# [原文摘录]
^^^^

4、将转换后的mask移动到cv2_mask文件夹下

将上面的文件夹内的文件夹命名为移动到labelme_json文件夹内
如下是第二种Labelme批量转换2方法
cv2_mask存放特定物体对应特定颜色的8位彩色label.png图片,运行 label_png_move.py代码

'''
Author: your name
Date: 2021-08-04 18:22:00
LastEditTime: 2021-08-18 17:39:19
LastEditors: Please set LastEditors
Description: In User Settings Edit
FilePath: \Images\data_prepross\move_labelpng.py
'''
import os
import shutil
import sys
import re
spath=r'D:\Pythonbase\Mask_RCNN\samples\changfang\train_data\labelme_json'
tpath=r'D:\Pythonbase\Mask_RCNN\samples\changfang\train_data\cv2_mask'
sfolder=os.listdir(spath)
i=1
for tempfolder in sfolder:
    temppath=os.path.join(spath,tempfolder)
    flist=os.listdir(temppath)
    if not 'label.png' in flist:
        print('not find label.png in {}'.format(temppath))
        continue
    # 开始复制文件,注意这里不改变名字
    # step 1 创建新的文件夹
    shutil.copy(os.path.join(temppath,'label.png'),os.path.join(tpath,'{}.png'.format(tempfolder.replace("_json",""))))

结果如下
在这里插入图片描述

3、数据增强操作

3.1、等比率缩放

项目中要使用实例分割网络将图片中的目标分割出来,但是原图普遍非常大,大部分是 (5000pixels * 6000pixels) 这样的规格,如果直接传到网络中进行训练,计算量会非常大。所以考虑先离线resize好了之后作为数据集再训练网络,而不是在输入网络之间才resize(这样会很浪费时间)

import cv2
import os
import glob
import json
import collections
import numpy as np
from labelme import utils


if __name__ == "__main__":
    src_dir = './srcDir'
    dst_dir = './dstDir'
    
    if not os.path.exists(dst_dir):
        os.makedirs(dst_dir)

^^^^

# [数据]
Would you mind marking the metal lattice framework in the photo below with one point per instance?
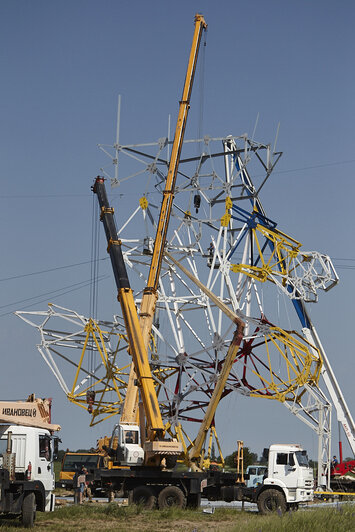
(191, 335)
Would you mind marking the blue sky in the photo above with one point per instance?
(63, 65)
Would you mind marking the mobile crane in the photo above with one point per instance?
(138, 331)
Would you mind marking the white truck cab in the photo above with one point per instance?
(33, 450)
(129, 450)
(289, 480)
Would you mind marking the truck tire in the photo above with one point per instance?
(171, 496)
(271, 500)
(194, 501)
(144, 496)
(29, 510)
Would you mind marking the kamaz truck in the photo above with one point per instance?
(27, 450)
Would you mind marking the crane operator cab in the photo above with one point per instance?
(125, 445)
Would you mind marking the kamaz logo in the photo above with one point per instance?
(20, 412)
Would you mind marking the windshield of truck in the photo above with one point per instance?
(131, 436)
(74, 462)
(3, 446)
(302, 458)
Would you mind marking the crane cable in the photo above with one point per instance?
(94, 274)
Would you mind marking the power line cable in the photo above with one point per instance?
(82, 284)
(50, 270)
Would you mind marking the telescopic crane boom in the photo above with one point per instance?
(150, 294)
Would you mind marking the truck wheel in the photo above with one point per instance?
(270, 501)
(29, 510)
(194, 501)
(171, 496)
(144, 496)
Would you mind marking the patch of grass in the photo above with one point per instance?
(110, 517)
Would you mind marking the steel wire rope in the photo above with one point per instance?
(201, 95)
(93, 305)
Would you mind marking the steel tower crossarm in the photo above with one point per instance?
(150, 294)
(125, 296)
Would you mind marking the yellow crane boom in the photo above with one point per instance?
(150, 294)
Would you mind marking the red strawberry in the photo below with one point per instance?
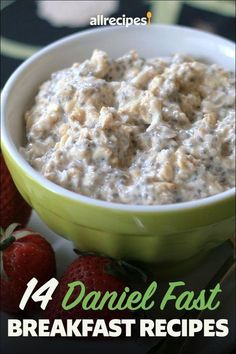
(24, 255)
(13, 206)
(97, 274)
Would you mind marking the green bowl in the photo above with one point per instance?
(152, 234)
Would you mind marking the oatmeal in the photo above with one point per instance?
(134, 130)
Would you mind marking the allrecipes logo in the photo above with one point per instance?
(100, 20)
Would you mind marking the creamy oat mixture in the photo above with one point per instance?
(135, 131)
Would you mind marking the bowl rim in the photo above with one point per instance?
(10, 148)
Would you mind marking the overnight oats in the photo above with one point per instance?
(134, 130)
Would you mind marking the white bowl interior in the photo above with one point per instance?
(153, 41)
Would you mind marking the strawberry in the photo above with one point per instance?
(13, 206)
(24, 255)
(97, 273)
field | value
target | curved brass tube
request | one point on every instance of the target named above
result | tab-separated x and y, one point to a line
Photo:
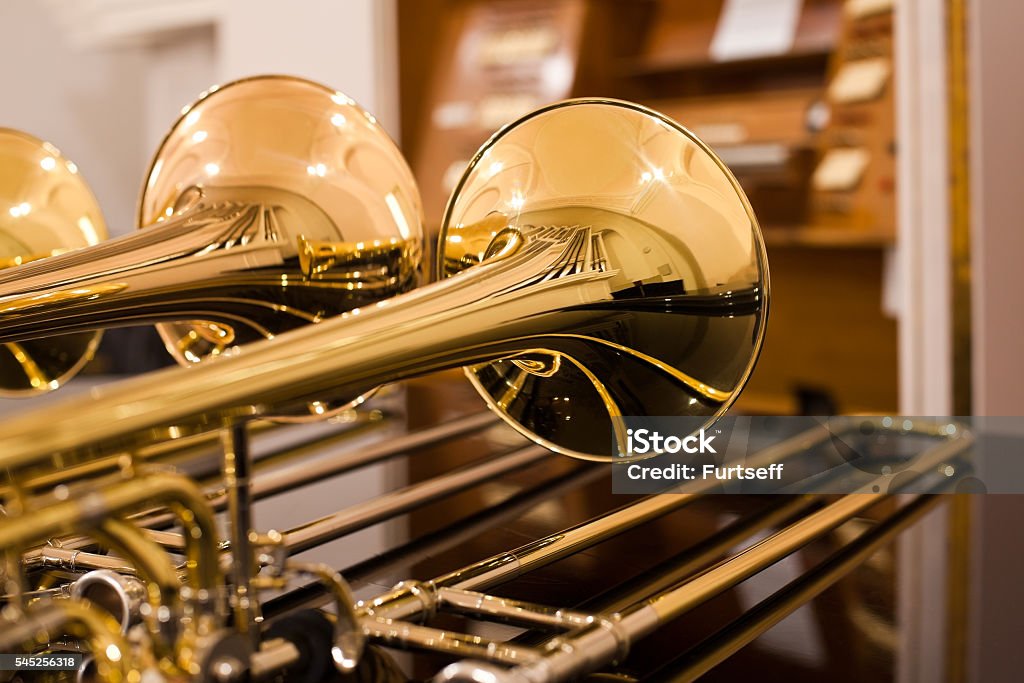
272	203
43	623
94	512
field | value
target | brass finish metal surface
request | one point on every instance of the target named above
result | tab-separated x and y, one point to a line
272	203
46	208
638	289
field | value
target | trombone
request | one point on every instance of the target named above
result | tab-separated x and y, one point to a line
272	203
582	283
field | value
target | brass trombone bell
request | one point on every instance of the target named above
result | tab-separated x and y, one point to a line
602	262
272	203
681	319
46	209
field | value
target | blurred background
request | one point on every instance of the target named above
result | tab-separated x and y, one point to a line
878	140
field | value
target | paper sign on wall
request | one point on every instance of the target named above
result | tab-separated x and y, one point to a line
751	29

^^^^

# [练习题]
1. 判断下列三项说法是否与数据处理教程相符，每项回答"是"或"否"，并原文引用起决定作用的字句：(a) 原图大部分是 5000×6000 像素的规格；(b) 作者打算在图片输入网络之前才进行 resize；(c) cv2_mask 文件夹存放的是 8 位彩色的 label.png 图片。
2. 从数据处理教程最后一行之后往下续写。

# [逐题答案]
1.
(a) 是。"大部分是 (5000pixels * 6000pixels) 这样的规格"
(b) 否。"考虑先离线resize好了之后作为数据集再训练网络,而不是在输入网络之间才resize"
(c) 是。"cv2_mask存放特定物体对应特定颜色的8位彩色label.png图片"

2.
    # 先收集一下文件夹中图片的格式列表,例如 ['.jpg', '.JPG']
    exts = dict()
    filesnames = os.listdir(src_dir)
    for filename in filesnames:
        name, ext = filename.split('.')
        if ext != 'json':
            if exts.__contains__(ext):
                exts[ext] += 1
            else:
                exts[ext] = 1

    anno = collections.OrderedDict()  # 这个可以保证保存的字典顺序和读取出来的是一样的,直接使用dict()的话顺序会很乱(小细节哦)
    for key in exts.keys():
        for img_file in glob.glob(os.path.join(src_dir, '*.' + key)):
            file_name = os.path.basename(img_file)
            print(f"Processing {file_name}")
            img = cv2.imread(img_file)
            (h, w, c) = img.shape   # 统计了一下,所有图片的宽度里面,1344是占比较多的宽度中最小的那个,因此
                                    # 都等比例地将宽resize为1344(这里可以自己修改)
            w_new = 1344
            h_new = int(h / w * w_new)  # 高度等比例缩放
            ratio = w_new / w  # 标注文件里的坐标乘以这个比例便可以得到新的坐标值
            img_resize = cv2.resize(img, (w_new, h_new))  # resize中的目标尺寸参数为(width, height)
            cv2.imwrite(os.path.join(dst_dir, file_name), img_resize)

            # 接下来处理标注文件json中的标注点的resize
            json_file = os.path.join(src_dir, file_name.split('.')[0] + '.json')
            save_to = open(os.path.join(dst_dir, file_name.split('.')[0] + '.json'), 'w')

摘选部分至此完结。